## BEGIN

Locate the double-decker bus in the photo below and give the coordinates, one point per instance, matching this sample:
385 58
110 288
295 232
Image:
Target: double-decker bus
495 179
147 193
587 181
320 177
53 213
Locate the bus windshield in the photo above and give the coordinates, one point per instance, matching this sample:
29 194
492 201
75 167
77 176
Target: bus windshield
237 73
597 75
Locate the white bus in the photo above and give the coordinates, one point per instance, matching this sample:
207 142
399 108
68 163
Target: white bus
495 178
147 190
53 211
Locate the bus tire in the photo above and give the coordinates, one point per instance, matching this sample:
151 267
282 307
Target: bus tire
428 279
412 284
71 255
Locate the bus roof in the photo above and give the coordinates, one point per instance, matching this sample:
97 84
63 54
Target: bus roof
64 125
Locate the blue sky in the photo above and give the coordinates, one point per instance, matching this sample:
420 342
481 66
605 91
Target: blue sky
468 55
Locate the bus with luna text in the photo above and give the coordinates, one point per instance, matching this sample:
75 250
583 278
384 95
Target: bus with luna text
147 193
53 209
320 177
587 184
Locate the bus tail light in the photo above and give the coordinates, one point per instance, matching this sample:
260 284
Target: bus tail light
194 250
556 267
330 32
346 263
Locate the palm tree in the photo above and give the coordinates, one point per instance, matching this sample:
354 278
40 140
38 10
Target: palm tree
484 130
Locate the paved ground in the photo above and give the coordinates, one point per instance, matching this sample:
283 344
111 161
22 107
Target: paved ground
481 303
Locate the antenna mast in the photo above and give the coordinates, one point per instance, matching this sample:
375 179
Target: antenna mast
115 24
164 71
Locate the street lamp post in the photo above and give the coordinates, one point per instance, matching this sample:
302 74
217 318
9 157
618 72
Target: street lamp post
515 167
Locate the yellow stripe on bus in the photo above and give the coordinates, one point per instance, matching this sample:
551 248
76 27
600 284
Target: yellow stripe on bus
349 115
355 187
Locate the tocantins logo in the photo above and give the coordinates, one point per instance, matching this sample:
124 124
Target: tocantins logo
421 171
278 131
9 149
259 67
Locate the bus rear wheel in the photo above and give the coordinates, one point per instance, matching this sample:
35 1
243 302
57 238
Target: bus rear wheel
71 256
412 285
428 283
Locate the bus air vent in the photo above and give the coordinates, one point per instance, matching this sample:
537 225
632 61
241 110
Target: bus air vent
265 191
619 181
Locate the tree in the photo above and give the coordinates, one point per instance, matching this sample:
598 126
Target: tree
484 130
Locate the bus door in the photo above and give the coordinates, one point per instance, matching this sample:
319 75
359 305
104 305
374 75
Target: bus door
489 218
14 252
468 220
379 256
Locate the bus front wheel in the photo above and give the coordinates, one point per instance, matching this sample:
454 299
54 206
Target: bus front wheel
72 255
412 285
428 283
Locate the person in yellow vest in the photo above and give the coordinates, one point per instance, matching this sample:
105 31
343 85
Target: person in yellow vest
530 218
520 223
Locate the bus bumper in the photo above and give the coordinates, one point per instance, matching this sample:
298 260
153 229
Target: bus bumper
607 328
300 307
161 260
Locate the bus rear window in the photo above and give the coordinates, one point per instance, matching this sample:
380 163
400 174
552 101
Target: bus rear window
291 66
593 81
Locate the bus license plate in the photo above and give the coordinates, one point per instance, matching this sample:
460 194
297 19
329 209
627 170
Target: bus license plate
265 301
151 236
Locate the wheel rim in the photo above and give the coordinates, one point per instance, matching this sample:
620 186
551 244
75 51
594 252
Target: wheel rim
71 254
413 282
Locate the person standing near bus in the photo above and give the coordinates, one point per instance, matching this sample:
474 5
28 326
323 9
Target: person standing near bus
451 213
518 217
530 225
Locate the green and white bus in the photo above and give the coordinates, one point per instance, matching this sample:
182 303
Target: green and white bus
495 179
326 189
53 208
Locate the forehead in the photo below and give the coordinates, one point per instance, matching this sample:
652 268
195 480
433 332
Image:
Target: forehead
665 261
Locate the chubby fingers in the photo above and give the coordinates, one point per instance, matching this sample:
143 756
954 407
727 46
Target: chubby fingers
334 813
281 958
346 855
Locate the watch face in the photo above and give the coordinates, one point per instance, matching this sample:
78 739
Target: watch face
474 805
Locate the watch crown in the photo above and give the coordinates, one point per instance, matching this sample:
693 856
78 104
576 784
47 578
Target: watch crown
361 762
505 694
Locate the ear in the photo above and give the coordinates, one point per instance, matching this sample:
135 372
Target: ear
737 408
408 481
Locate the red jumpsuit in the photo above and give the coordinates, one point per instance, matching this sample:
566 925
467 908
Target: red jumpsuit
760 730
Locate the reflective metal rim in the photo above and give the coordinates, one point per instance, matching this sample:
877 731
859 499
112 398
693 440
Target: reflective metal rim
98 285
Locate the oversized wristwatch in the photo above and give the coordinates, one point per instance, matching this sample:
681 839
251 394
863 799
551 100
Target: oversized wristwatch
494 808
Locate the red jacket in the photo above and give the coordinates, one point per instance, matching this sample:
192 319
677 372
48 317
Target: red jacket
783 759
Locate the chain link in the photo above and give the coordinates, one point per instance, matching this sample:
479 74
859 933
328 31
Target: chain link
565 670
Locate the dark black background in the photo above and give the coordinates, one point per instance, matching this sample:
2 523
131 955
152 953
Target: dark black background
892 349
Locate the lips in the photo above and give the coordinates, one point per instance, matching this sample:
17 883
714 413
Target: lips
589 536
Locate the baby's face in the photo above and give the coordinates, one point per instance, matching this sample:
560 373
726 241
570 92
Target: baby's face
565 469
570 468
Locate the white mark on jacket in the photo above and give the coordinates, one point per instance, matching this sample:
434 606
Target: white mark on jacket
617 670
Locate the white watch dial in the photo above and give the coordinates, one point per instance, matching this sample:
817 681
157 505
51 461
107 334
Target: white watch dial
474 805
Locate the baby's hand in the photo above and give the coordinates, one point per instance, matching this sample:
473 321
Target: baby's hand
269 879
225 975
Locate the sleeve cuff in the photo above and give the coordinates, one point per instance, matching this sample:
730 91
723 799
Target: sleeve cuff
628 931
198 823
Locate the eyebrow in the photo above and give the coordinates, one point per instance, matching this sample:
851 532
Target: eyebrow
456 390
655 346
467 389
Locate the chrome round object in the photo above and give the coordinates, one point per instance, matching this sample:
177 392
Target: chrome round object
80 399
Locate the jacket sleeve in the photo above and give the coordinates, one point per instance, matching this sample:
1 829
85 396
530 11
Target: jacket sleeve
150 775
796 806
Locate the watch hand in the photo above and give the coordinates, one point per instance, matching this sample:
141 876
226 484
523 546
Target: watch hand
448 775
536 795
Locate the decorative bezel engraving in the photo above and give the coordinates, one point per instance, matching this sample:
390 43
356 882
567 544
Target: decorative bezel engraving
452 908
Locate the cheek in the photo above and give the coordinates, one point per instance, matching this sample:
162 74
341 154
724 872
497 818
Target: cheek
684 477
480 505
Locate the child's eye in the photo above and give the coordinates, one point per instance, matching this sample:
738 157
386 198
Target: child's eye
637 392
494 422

## END

- [WHAT TO PRODUCE] In full and verbatim, repeat the records given above.

- [THE RESULT]
Locate the double-decker bus in the photo below and give the coordinates, one point per instance, matching this sample:
385 58
110 288
295 232
Image:
Target: double-decker bus
495 179
147 193
587 181
320 177
53 213
Locate the bus windshield in the photo above and give the coordinates, one point per instance, matching this sample:
29 194
492 201
75 167
77 176
Target: bus windshield
237 73
597 75
Locate the white bus in the photo above and give the coordinates, one point per instance, matching this sample:
207 142
399 108
68 163
Target: white bus
495 178
147 190
53 211
Locate the bus tire in the photo above and give the coordinates, one point per instance, matching this sample:
151 267
282 307
Target: bus tire
428 279
412 284
71 255
Locate the bus roof in the photo above and give the coordinates, one point per instance, matching this sample:
97 84
63 54
Target: bus roof
64 125
Locate the blue sky in the photo above and give the coordinates, one point per instance, matching this sample:
420 342
481 66
605 91
Target: blue sky
468 55
Locate the bus with luna text in the photo above and give the coordinates, one point per instance, matching this sample:
75 250
583 278
384 95
Target: bus with luna text
147 193
53 209
320 177
587 184
Locate the bus tail light in the photo above and give the coordinates, one point per instance, matching this sample:
260 284
Target: bus tail light
194 250
556 267
330 32
346 263
Locate the palm tree in the photo above and give the coordinates, one point per instance, matching this sample:
354 278
40 140
38 10
Target: palm tree
484 130
Locate the paved ground in the photo above and give the coordinates, one point per instance, matching this sample:
283 344
111 161
22 107
Target: paved ground
481 303
Locate the antenna mast in the photo above and give the coordinates, one point per instance, matching this sample:
375 179
Target: antenna mast
115 24
164 71
Locate the street lamp post in the photo above and give the coordinates, one point per instance, matching this sample:
302 74
217 318
9 157
618 72
Target: street lamp post
515 167
Locate the yellow stripe on bus in the photo above and give the coordinates, one point per instance, matching this sample:
551 248
76 27
600 284
Target: yellow stripe on bus
349 115
355 187
Locate the tocantins logo in the photo above and give the coordinates, one point per instance, matching this sample:
124 124
Target: tocantins logo
421 171
278 131
9 149
259 67
Locate the bus rear wheel in the photo above and give the coordinates, one point per instance, matching this sample:
35 1
243 302
57 238
Target: bus rear wheel
71 256
412 285
428 283
Locate the bus air vent in the photo above and give the coordinates, one point per instance, matching this sample:
537 225
632 61
241 110
Target: bus air vent
265 191
619 181
Locate the tree in the photo above and give the coordinates, one point per instance, matching this sample:
598 126
Target: tree
484 130
Locate the bus door in the photo above and give the coordinates, one point per instance, matching this sample:
319 75
359 305
104 305
374 75
Target: bus door
489 218
14 252
468 220
379 256
Locate the bus front wheel in the photo above and give the coordinates, one point per instance, matching this sample:
454 299
54 206
Target: bus front wheel
72 255
412 285
428 283
Locate the person in yellow vest in the photo above and give the coordinates, one point per instance, matching this sample:
105 31
343 85
Target: person in yellow vest
530 218
520 223
Locate the bus bumper in the photo above and give the coordinates, one point per instance, matching this sample:
298 260
153 229
Target: bus bumper
607 328
300 307
161 260
Locate the bus rear window in the photo above and give the coordinates, one point per instance, matching this sample:
380 163
400 174
552 101
Target: bus rear window
291 66
593 81
Locate the bus license plate in the photo above and give the coordinates, one point per instance, matching this sample:
460 194
297 19
329 209
627 170
Target: bus license plate
265 301
151 236
Locate the wheel rim in the photo above and give the coordinates, one point per instance, matching this sample:
620 186
551 244
75 51
594 252
Target: wheel rim
71 254
413 282
Locate the person standing near bus in the photo above and give the coordinates, one point per instance, matching this sample:
474 5
28 326
323 9
Target: person standing near bus
451 213
518 217
530 225
Locate the green and white bus in the photo above and give the coordinates, one point per instance, matching this sample:
182 303
Target: green and white bus
495 179
326 189
53 208
Locate the forehead in the photo below and give the coordinates, one point per instance, matching this sample:
652 268
195 480
433 332
Image:
Target: forehead
665 261
Locate the chubby fingers in the photo above and give the coordinates, one point per instance, matching this sample:
143 756
954 407
727 46
Target: chubby fingers
334 813
281 958
346 855
Locate the watch face in the photo above and give the coordinates, one point per instance, matching this sample:
78 739
Target: watch face
474 805
Locate the watch crown in the photo above and give the coordinates, one point per instance, matching this sample:
693 856
78 104
576 784
47 578
Target: watch crown
361 762
505 694
Locate the ear in the photo above and give the coordinates, one point per instance, matching this sample:
135 372
Target: ear
737 408
408 481
Locate the red jumpsuit in the photo above and give the coordinates, one point per instance, matching this sample:
566 925
467 908
Target: red jumpsuit
760 730
Locate the reflective metal rim in the photo above and give the coordinates, one point per instance, matching this sample:
877 731
859 499
112 398
693 440
Target: reflective metal rim
98 285
Locate the oversized wristwatch in the photo above and give the coordinates, one point per instance, matching this sample:
681 839
251 394
863 799
551 100
Target: oversized wristwatch
494 808
Locate the red jacket in the photo above and give the coordinates, one point per instance, matching this sample:
192 319
677 372
48 317
Target: red jacket
783 759
Locate the chain link in the photo above and give the coordinates, one point per instance, matching this sample:
479 74
859 933
328 31
Target: chain link
565 670
Locate the dark black background in the photo above and give the coordinates, one point per instance, matching this sample:
2 523
131 955
152 953
Target: dark black background
892 349
Locate the lips in the photo above and give the coordinates, one point per instance, matching this sample:
17 883
714 413
Target: lips
589 536
Locate the baby's face in the photo above and give the coordinates, one point per instance, matching this sample:
560 373
726 241
570 92
Target: baby's face
565 469
570 468
Locate the white mark on jacket in the photo above and give the coordinates, one point per instance, matching this sample:
434 606
Target: white mark on jacket
617 670
Locate the white watch dial in the photo above and give the coordinates, one point per instance, matching this sample:
817 681
157 505
51 461
107 334
Target: white watch dial
474 805
Locate the baby's hand in the photo above and give the coordinates, one point per instance, matching this sample:
473 321
Target: baby's hand
269 879
225 975
Locate the sleeve cuff in the photo above and give the coordinates, one point per instance, matching this sample:
730 91
723 799
Target: sleeve cuff
628 931
198 823
Locate the eyebrow in the photo above and give the coordinates, one point per instance, matching this sample:
851 532
Target: eyebrow
456 390
655 346
467 389
Locate the chrome round object in the photo above and give the coordinates, one point per instance, matching this sample:
177 392
Target: chrome round object
80 399
Locate the jacket sleeve in the photo above and give the coordinates, one point per instance, matching this sample:
1 829
85 396
530 11
Target: jacket sleeve
150 775
796 806
Locate the watch hand in the photo above and give the coordinates, one point per instance, matching this sample:
141 876
226 484
523 546
Target: watch hand
448 775
536 795
Locate the decorative bezel engraving in the photo above and give the coordinates, one point per instance, matching this sample:
390 43
356 882
567 544
Target: decorative bezel engraving
452 908
Locate the cheek in the photo above and give the coordinates, one point per instance, matching this sample:
162 74
341 154
724 872
497 818
Target: cheek
684 477
480 505
Locate the child's eye in the photo above and give the coordinates, one point per instance, matching this sample:
738 157
386 198
Target: child's eye
637 392
494 422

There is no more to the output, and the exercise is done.